===== READING PASSAGE
Pure functions with **no SQL dependency** — safe to use from Agents, Workflows, Workers, or tests.

- **`hydrateEvent(row)`** — converts a `StoredEvent` SQL row into a typed `SessionEvent`.
- **`dehydrateEvent(event)`** — converts a `SessionEvent` back into a `StoredEvent` for INSERT.
- **`eventToMessage(event)`** — converts a `SessionEvent` into a `ContextMessage` (returns `null` for events that shouldn't appear in LLM context).
- **`messageToEvent(sessionId, msg)`** — converts a `ContextMessage` into a `SessionEvent` (assigns a `crypto.randomUUID()` id, placeholder `seq`).

### `context.ts`

- **`WorkingContext`** — in-memory message array with system instructions. Tracks an internal `_initialCount` so `getNewMessages()` returns only messages added after construction. Thrown away after each request.
- **`buildWorkingContext(events, options?)`** — pure function that maps `SessionEvent[]` through `eventToMessage` and returns a `WorkingContext`. Accepts optional custom mapper via `options.eventToMessage`.

### `session-agent.ts`

`SessionAgent` extends `Agent` and creates the `cf_agents_sessions` and `cf_agents_events` SQL tables in its constructor (guaranteed to run, matching the `Agent` pattern for `cf_agents_state`, `cf_agents_queues`, etc.).

**RPC-safe methods** (return/accept plain serializable objects):

- **`createSession(metadata?)`** — creates a session row, returns the ID.
==========
===== DATASET SECTION
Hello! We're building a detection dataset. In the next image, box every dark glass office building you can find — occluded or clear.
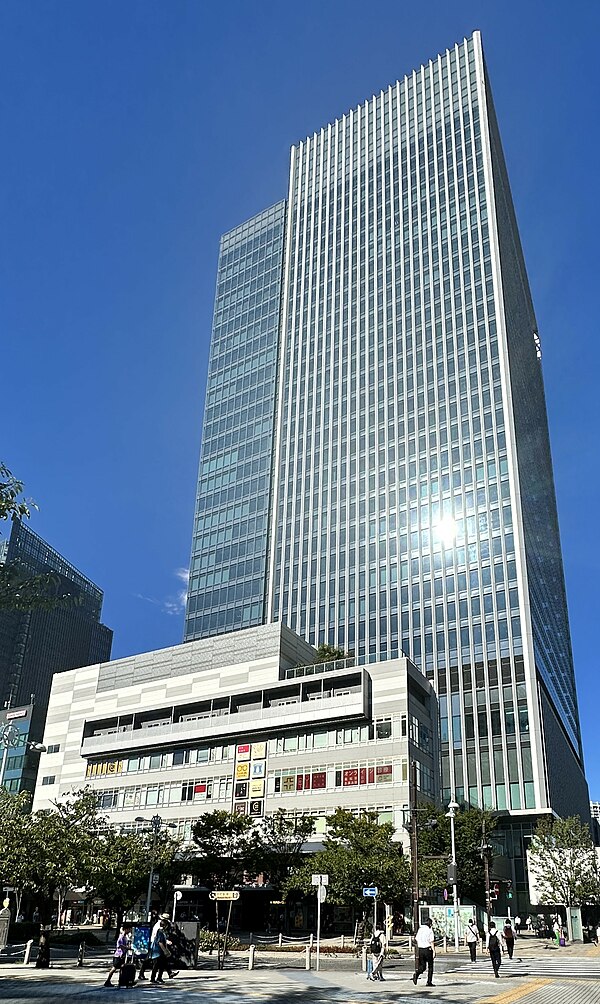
[186,32,589,839]
[0,520,112,791]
==========
PROBLEMS TO WORK ON =>
1) List every SQL table name that appears in the session-agent documentation excerpt.
2) Resume the session-agent documentation excerpt immediately after its last line, the entry for `createSession(metadata?)`.

ANSWERS BELOW =>
1) cf_agents_sessions, cf_agents_events, cf_agents_state, cf_agents_queues

2)
- **`getSession(sessionId)`** — returns `StoredSession | null`.
- **`listSessions()`** — returns all sessions for this agent.
- **`deleteSession(sessionId)`** — deletes a session and all its events.
- **`loadEvents(sessionId, opts?)`** — loads hydrated `SessionEvent[]` ordered by `seq`. Default limit: 50.
- **`appendEvents(sessionId, events)`** — validates session exists, assigns monotonic `seq` values, inserts rows.
- **`deleteEvents(sessionId, eventIds)`** — deletes specific events by ID.

**Local-only methods** (not for RPC — class instances lose methods over serialization):

- **`buildWorkingContext(sessionId, opts?)`** — loads events + builds a `WorkingContext`. **Local use only** — do not call via RPC.
- **`persistWorkingContext(sessionId, ctx)`** — extracts new messages from a `WorkingContext`, converts to events, and appends them.

### `adapters/workers-ai.ts`

Stateless adapter for Cloudflare Workers AI chat completions format. Converts system instructions into a single system message, maps `ContextMessage` to `WorkersAIChatMessage`, and formats structured `toolCalls` into Workers AI's `tool_calls` array (with `type: "function"` and stringified `arguments`).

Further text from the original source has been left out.